WHAT IS NEEDED | Copy out, exactly as given, every line from the line with "TARGET: frost on branch" to the end of the listing, both of those lines included.

━━━━━ MATERIAL FOR THIS TASK

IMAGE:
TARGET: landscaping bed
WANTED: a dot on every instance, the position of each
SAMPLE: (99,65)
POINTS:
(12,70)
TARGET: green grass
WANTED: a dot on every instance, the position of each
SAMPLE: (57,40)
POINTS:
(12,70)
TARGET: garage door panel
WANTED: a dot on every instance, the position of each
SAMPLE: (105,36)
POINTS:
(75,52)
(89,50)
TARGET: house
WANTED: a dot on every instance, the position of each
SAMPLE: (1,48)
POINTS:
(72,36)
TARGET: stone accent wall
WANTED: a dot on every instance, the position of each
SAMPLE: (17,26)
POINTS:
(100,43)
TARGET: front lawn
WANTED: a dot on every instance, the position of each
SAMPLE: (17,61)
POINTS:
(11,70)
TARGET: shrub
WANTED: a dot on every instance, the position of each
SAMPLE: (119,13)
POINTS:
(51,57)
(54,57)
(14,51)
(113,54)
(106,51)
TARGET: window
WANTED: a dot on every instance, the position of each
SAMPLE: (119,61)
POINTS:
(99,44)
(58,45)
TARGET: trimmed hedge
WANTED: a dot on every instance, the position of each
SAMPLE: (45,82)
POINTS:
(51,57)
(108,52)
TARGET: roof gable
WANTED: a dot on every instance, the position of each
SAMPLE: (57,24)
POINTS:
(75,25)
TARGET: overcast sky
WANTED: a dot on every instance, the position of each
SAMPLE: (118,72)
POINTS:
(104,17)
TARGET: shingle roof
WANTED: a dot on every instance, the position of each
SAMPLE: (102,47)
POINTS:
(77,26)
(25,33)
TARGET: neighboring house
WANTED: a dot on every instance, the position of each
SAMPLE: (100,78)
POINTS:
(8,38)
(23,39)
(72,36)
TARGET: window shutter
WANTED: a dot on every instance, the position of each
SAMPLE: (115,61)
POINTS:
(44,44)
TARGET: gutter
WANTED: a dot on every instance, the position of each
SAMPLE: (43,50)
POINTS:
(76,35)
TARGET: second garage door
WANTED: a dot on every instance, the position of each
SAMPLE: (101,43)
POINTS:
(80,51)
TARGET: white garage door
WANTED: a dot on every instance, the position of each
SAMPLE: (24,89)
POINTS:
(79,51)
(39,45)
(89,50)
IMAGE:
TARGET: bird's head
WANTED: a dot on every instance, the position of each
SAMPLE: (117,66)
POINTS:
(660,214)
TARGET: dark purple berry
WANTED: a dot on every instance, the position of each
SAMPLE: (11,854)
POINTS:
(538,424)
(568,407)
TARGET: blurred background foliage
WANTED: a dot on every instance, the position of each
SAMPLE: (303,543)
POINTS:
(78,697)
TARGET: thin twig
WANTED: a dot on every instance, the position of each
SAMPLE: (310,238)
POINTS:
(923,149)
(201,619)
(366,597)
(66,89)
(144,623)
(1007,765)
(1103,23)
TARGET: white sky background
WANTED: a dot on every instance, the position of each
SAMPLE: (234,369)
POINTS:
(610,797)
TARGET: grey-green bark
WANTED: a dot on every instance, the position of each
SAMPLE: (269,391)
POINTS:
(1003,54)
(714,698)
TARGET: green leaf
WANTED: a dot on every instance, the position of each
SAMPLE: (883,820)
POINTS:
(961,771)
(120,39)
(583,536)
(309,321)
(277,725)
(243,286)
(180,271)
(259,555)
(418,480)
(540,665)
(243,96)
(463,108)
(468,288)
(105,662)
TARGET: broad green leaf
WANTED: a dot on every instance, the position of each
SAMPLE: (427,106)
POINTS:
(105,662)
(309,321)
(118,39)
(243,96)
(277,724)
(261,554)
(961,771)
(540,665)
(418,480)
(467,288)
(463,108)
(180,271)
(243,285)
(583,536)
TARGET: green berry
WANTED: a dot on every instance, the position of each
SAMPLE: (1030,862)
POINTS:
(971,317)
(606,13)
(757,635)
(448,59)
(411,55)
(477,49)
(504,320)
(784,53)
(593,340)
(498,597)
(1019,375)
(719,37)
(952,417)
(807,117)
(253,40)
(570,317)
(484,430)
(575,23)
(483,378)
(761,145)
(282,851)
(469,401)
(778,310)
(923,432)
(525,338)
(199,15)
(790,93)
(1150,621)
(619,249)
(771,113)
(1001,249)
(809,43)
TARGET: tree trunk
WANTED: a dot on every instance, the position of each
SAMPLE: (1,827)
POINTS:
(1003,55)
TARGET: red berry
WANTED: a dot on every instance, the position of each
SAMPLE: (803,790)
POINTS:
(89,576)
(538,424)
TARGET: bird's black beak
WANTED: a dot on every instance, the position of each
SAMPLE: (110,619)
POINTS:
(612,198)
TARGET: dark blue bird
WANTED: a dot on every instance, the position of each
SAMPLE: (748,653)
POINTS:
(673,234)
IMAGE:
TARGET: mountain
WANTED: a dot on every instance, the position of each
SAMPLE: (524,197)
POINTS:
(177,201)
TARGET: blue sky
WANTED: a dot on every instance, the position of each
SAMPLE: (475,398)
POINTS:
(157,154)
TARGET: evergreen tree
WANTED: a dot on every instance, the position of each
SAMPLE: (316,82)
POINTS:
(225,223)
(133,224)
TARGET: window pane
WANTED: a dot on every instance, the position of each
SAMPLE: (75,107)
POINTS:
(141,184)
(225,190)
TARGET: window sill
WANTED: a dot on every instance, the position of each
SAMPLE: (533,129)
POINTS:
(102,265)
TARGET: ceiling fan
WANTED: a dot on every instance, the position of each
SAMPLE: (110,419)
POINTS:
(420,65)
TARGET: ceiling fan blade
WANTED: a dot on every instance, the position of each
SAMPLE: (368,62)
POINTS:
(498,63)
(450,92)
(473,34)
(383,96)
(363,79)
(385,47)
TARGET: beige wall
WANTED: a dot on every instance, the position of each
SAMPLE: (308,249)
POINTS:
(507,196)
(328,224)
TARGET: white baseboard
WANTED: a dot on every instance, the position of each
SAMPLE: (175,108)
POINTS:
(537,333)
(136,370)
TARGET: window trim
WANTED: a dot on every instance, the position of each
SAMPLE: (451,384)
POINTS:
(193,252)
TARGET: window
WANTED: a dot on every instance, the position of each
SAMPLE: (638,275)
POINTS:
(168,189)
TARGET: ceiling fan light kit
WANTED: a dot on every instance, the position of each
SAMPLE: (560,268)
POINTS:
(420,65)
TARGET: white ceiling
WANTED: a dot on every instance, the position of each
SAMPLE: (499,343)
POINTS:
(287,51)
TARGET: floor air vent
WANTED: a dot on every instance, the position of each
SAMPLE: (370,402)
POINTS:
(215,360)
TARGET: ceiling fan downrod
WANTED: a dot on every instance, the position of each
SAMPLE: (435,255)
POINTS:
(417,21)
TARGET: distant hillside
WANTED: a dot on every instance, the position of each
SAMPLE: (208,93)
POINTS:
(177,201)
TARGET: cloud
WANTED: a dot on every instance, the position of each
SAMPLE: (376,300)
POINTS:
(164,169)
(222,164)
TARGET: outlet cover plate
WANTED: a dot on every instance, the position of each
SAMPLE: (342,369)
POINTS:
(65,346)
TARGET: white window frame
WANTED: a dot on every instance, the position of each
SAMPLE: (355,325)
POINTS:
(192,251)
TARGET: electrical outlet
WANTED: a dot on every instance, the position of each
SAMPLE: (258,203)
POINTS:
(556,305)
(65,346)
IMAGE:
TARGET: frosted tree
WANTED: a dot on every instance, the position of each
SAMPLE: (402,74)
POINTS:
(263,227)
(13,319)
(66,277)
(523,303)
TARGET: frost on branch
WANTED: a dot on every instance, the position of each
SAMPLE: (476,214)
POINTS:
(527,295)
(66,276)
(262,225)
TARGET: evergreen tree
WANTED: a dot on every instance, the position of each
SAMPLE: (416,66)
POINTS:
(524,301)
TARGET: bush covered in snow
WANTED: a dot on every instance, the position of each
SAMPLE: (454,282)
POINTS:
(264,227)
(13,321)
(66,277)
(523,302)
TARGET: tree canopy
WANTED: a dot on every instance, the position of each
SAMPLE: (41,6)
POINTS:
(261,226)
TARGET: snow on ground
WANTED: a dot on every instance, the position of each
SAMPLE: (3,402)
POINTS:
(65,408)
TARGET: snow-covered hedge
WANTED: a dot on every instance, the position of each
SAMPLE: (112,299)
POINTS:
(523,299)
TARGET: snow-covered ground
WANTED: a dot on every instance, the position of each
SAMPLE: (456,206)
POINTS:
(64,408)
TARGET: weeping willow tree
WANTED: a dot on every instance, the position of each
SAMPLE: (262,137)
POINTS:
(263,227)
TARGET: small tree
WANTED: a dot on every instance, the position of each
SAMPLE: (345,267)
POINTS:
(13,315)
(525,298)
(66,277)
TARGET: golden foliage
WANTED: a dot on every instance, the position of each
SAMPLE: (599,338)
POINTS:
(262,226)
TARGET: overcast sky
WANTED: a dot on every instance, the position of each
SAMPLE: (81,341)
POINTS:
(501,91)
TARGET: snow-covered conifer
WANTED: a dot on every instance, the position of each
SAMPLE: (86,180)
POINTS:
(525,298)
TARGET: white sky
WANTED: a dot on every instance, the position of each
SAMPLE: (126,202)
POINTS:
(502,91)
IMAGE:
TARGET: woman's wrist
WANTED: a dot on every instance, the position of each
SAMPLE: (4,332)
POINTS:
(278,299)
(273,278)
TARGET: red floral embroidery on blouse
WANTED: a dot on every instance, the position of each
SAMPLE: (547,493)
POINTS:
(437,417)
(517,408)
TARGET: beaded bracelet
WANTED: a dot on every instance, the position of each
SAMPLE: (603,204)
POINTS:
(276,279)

━━━━━━━━━━

TASK ANSWER |
TARGET: frost on branch
WANTED: a dot on every instance, the position of each
SAMPLE: (476,214)
POINTS:
(527,295)
(66,276)
(262,225)
TARGET: evergreen tree
WANTED: a dot on every instance, the position of each
SAMPLE: (416,66)
POINTS:
(524,301)
TARGET: bush covered in snow
WANTED: a dot on every instance, the position of each
SAMPLE: (454,282)
POINTS:
(264,227)
(13,321)
(66,277)
(523,302)
TARGET: tree canopy
WANTED: a dot on every instance, the position of each
SAMPLE: (41,6)
POINTS:
(261,226)
TARGET: snow on ground
WANTED: a dot on every instance, the position of each
SAMPLE: (3,402)
POINTS:
(65,408)
TARGET: snow-covered hedge
WANTED: a dot on every instance, the position of each
SAMPLE: (112,299)
POINTS:
(523,299)
TARGET: snow-covered ground
WANTED: a dot on every instance, the position of each
SAMPLE: (456,206)
POINTS:
(64,408)
TARGET: weeping willow tree
WANTED: a dot on every instance, the position of each
SAMPLE: (262,137)
POINTS:
(263,227)
TARGET: small tree
WANTED: a dot on every instance, the position of each
SAMPLE: (345,267)
POINTS:
(13,315)
(525,298)
(66,277)
TARGET: golden foliage
WANTED: a dot on every instance, the position of each
SAMPLE: (599,338)
POINTS:
(262,226)
TARGET: overcast sky
WANTED: a dot on every instance, the position of each
SAMPLE: (81,341)
POINTS:
(501,91)
TARGET: snow-covered conifer
WANTED: a dot on every instance, the position of each
SAMPLE: (86,180)
POINTS:
(525,298)
TARGET: white sky
WANTED: a dot on every instance, the position of each
SAMPLE: (126,202)
POINTS:
(502,91)
IMAGE:
TARGET: woman's wrist
WANTED: a dot on every instance, the position of each
SAMPLE: (4,332)
POINTS:
(278,299)
(273,278)
TARGET: red floral embroidery on blouse
WANTED: a dot on every instance, the position of each
SAMPLE: (547,493)
POINTS:
(437,417)
(517,408)
TARGET: beaded bracelet
WANTED: a dot on every instance, the position of each
SAMPLE: (603,204)
POINTS:
(276,279)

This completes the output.